> [WORK REQUIRED]:
Each line from the one that contains "wooden stair tread." to the last line of the records below must be restated word for word.

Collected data
☆ ☆ ☆

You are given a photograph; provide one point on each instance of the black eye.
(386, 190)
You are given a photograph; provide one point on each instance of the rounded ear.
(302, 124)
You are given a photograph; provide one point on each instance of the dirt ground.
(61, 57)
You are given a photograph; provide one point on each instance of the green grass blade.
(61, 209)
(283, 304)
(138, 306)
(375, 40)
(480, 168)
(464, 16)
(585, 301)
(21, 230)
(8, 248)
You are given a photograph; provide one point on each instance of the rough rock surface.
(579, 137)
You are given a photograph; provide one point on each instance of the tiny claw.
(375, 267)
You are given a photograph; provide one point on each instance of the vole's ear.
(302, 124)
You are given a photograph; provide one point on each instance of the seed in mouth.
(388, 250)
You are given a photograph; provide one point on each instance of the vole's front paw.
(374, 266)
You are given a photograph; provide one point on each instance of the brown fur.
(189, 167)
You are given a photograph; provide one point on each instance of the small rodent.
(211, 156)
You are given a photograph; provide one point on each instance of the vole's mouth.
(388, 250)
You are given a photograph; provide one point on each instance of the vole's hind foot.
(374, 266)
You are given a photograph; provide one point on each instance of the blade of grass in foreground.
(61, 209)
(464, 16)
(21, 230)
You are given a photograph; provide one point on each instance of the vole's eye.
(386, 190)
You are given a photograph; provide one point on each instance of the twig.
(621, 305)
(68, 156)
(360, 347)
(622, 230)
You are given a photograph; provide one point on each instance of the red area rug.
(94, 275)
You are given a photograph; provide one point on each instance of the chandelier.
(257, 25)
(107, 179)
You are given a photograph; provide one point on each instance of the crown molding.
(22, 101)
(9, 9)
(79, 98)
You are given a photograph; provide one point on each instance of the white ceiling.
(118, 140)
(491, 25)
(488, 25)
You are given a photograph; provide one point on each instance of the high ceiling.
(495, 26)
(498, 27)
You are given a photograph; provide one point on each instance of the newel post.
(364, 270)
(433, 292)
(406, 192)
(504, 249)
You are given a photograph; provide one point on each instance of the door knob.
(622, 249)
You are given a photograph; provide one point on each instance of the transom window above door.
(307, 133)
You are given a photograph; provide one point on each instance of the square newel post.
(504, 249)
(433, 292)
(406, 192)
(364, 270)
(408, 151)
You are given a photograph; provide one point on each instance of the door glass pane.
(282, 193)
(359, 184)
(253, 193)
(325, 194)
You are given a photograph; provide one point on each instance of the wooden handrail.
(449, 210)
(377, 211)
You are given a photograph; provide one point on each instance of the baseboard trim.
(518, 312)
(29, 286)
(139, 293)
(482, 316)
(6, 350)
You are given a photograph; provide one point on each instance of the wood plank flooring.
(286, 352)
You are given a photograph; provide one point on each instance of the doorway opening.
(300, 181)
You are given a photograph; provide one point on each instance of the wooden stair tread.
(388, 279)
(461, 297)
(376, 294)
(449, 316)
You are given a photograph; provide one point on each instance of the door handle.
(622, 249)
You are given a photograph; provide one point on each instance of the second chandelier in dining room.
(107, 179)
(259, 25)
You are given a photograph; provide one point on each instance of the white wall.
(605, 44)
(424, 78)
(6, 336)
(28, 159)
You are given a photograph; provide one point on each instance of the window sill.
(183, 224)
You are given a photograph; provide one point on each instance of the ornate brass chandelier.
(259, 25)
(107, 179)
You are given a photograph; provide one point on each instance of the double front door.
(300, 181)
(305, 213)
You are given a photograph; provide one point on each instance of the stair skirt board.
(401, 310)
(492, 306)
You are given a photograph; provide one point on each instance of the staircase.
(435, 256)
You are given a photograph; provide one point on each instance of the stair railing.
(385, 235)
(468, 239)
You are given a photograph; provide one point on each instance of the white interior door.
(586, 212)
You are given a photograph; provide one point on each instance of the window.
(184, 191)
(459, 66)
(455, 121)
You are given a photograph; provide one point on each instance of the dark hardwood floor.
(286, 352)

☆ ☆ ☆

> [EXERCISE RESPONSE]:
You are given a photograph; provide one point on each instance of the wooden stair tread.
(388, 279)
(461, 297)
(376, 294)
(449, 316)
You are given a photograph; provide one point on each instance of the door handle.
(622, 249)
You are given a photograph; provide one point on each instance of the second chandelier in dining room.
(107, 179)
(259, 25)
You are given a photograph; provide one point on each instance of the white wall.
(605, 44)
(424, 78)
(6, 336)
(28, 159)
You are given a photograph; provide one point on each instance of the window sill.
(183, 224)
You are given a photograph; provide one point on each instance of the ornate brass chandelier.
(259, 25)
(107, 179)
You are given a photograph; provide one point on each instance of the double front door.
(300, 181)
(305, 213)
You are given a photograph; provide one point on each instance of the stair skirt board.
(401, 310)
(492, 306)
You are given a photograph; provide one point on each instance of the staircase.
(435, 256)
You are given a photograph; provide one point on each instance of the stair railing.
(385, 235)
(468, 239)
You are given a photograph; provide one point on each instance of the white interior door.
(586, 212)
You are given a photograph; provide one point on each instance of the window.
(184, 191)
(459, 66)
(455, 121)
You are given a photograph; provide one point on each instance of the dark hardwood floor.
(286, 352)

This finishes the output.